Problem to work on: Within the records, which lines hold the string "white"? Report each one by copying it.

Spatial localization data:
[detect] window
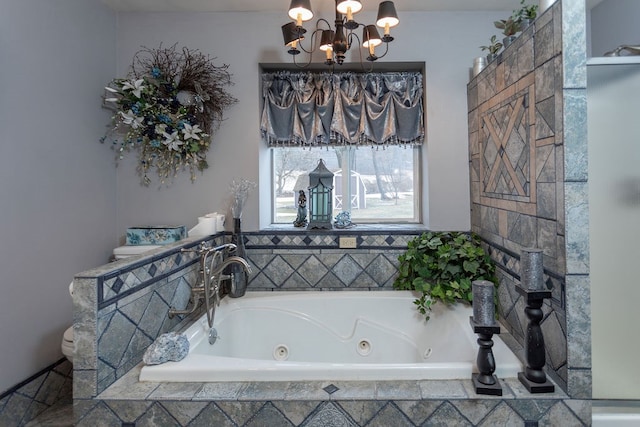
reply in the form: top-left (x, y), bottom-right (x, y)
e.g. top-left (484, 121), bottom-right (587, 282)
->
top-left (272, 145), bottom-right (420, 223)
top-left (261, 70), bottom-right (424, 224)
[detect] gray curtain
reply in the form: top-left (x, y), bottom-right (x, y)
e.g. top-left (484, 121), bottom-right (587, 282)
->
top-left (261, 71), bottom-right (424, 147)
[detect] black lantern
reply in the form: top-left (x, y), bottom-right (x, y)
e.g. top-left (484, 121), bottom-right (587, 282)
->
top-left (307, 159), bottom-right (334, 229)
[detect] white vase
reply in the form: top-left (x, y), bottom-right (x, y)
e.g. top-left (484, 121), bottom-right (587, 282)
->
top-left (473, 56), bottom-right (487, 77)
top-left (539, 0), bottom-right (557, 13)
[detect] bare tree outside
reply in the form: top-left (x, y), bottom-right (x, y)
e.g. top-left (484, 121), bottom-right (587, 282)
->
top-left (274, 149), bottom-right (321, 197)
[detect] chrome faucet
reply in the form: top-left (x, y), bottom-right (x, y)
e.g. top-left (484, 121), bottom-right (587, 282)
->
top-left (168, 243), bottom-right (252, 331)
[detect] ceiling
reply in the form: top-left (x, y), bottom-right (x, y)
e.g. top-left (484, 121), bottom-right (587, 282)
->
top-left (102, 0), bottom-right (604, 13)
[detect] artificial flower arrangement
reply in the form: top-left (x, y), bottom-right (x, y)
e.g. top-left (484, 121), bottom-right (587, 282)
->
top-left (101, 45), bottom-right (237, 185)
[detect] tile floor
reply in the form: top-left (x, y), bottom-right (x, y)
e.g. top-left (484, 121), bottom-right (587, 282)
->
top-left (24, 400), bottom-right (72, 427)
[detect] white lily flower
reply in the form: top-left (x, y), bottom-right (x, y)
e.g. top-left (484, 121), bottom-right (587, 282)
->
top-left (104, 86), bottom-right (119, 93)
top-left (155, 123), bottom-right (167, 134)
top-left (182, 123), bottom-right (203, 140)
top-left (119, 110), bottom-right (144, 129)
top-left (122, 79), bottom-right (145, 98)
top-left (162, 130), bottom-right (183, 151)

Result of the exercise:
[detect] white vase
[detect] white lily flower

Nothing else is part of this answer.